◆ WHAT YOU HAVE TO DO: Write out every line of the material below word for word, omitting the pictures.

Records from a pointing dataset

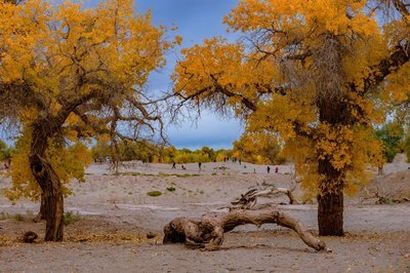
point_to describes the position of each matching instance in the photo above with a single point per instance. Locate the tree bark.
(208, 232)
(330, 200)
(49, 182)
(41, 215)
(330, 214)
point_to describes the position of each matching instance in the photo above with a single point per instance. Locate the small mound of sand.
(394, 186)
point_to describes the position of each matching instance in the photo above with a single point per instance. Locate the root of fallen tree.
(248, 200)
(208, 232)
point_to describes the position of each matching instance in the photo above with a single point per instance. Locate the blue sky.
(196, 20)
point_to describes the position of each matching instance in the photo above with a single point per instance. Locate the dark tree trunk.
(330, 214)
(330, 200)
(41, 215)
(49, 182)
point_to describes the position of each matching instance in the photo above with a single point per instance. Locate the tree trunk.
(330, 214)
(41, 215)
(53, 197)
(330, 200)
(208, 232)
(49, 182)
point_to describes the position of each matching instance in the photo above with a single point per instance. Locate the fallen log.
(248, 200)
(208, 232)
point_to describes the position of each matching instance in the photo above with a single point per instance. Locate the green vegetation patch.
(154, 193)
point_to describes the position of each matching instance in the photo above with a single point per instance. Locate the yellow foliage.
(276, 83)
(68, 162)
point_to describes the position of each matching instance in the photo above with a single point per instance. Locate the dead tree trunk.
(208, 232)
(41, 215)
(249, 199)
(49, 182)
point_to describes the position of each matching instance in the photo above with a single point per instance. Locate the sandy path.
(378, 238)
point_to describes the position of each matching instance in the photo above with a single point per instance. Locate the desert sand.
(113, 214)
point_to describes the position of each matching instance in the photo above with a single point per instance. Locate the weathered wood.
(208, 232)
(249, 199)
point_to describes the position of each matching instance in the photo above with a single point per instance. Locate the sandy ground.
(113, 214)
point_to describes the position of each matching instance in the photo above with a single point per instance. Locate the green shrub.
(154, 193)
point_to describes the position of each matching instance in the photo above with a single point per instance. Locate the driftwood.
(208, 232)
(249, 199)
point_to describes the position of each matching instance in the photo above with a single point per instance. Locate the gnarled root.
(208, 232)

◆ ANSWER TO THIS EXERCISE:
point_to describes the position of each matching instance in the photo above with a single point per instance. Locate the tree bark.
(208, 232)
(330, 200)
(49, 182)
(41, 215)
(330, 214)
point_to describes the position of each matching instance in the photo above with a single point per instance. Locate the small mound of sand.
(394, 186)
point_to describes the position of each matching instance in the photo above with a single point per instance. Locate the root of fallen tree.
(248, 200)
(208, 232)
point_to describes the position of each matching instance in the photo above with a single point per instance. Locate the blue sky.
(196, 20)
point_to describes the position of each matching instance in the photo above with a single point per instance. Locate the dark tree trunk.
(330, 214)
(330, 200)
(41, 215)
(49, 182)
point_to describes the position of each matching instance in the photo above with a single point per instance. Locate the tree trunk.
(330, 214)
(41, 215)
(53, 197)
(330, 200)
(208, 232)
(49, 182)
point_to describes the position of each matching instance in the photo above with a single point per instance. Locate the fallen log.
(248, 200)
(208, 232)
point_to describes the position of each matching instance in the photo above with a single point per instance. Locate the green vegetation patch.
(154, 193)
point_to describes the position of each matching instance in the photo above with a single point per instance. Locate the yellow foliage.
(276, 83)
(68, 162)
point_to describes the position of each matching instance in the photo above with a single point per instance. Locate the dead tree trunk.
(208, 232)
(41, 215)
(249, 199)
(49, 182)
point_to describes the position of each matching instance in the photo above with a single point per instance. Locate the sandy path.
(378, 238)
point_to describes the position of each matching instance in the photo above with a single point per instance. Locate the desert sand.
(113, 214)
point_to describes the position of each matching instance in the photo above with a single point per instance. Locate the weathered wood.
(208, 232)
(249, 199)
point_to describes the position of each matching instance in the photo above with a single point per instance. Locate the sandy ground.
(113, 214)
point_to describes the position of each matching instance in the photo above with a single point per instance. Locate the green shrub.
(154, 193)
point_to describes the position of each matching instance in the photo above with a single point per instance. Locate the driftwood.
(208, 232)
(249, 199)
point_to describes the position of each matching instance in the photo above with a single point per instance. Locate the gnarled root.
(208, 232)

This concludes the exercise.